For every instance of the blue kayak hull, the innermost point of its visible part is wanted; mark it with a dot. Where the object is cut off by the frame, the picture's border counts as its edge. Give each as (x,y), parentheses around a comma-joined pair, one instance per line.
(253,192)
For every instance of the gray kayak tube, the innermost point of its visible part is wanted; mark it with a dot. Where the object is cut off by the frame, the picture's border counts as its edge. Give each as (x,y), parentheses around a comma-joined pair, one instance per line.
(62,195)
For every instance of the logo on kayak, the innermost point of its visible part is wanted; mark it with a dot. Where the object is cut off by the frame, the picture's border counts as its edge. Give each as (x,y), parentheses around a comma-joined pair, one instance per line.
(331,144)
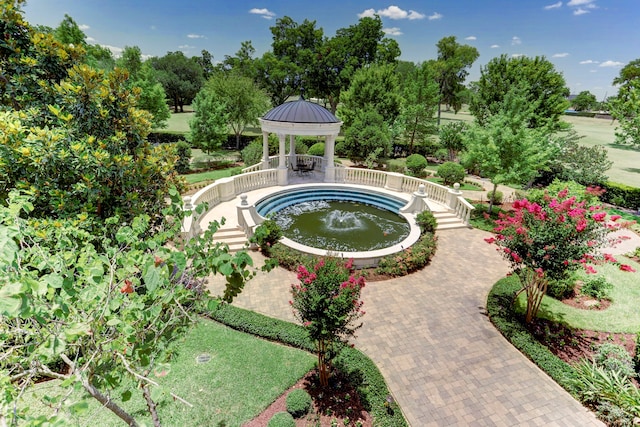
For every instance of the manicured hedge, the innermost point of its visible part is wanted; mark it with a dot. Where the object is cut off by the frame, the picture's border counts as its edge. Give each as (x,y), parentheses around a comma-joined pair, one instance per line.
(621,195)
(361,371)
(501,312)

Goal of the exercise: Without changing a word, restate the listing above; the pictures stay out.

Answer to this task:
For every instance of the blue kayak hull, the innermost point of its visible part is wanted; mark it with a dot. Where the object is cut off by the frame, the picture's border counts as its edge. Give each as (x,y), parentheses around a comma-joined pair, one instance per line.
(253,192)
For every instance of the gray kayak tube, the innermost point of its visible part is wanted; mark it with a dot. Where the object is cut off by the frame, the picture's border counts as its edge. Give each as (x,y), parentheses around a comma-joined pair, one instance per line.
(62,195)
For every instance of the logo on kayak, the innermost point of its visible part is wanted; mark it with a dot. Where the object is cut off by the frame, the picture's border counts as its edge. Give each as (x,y), parentheses around a comma-joined pair, one instance per line.
(331,144)
For every instance of the manicured hedge, the innermost point of its visible part is wanted; mark it with a dot. Where the object is cut off by the frame, the picture's border counts as its edge. Give each as (x,y), parentheses around a comma-joined pair, one instance per line.
(621,195)
(361,371)
(501,312)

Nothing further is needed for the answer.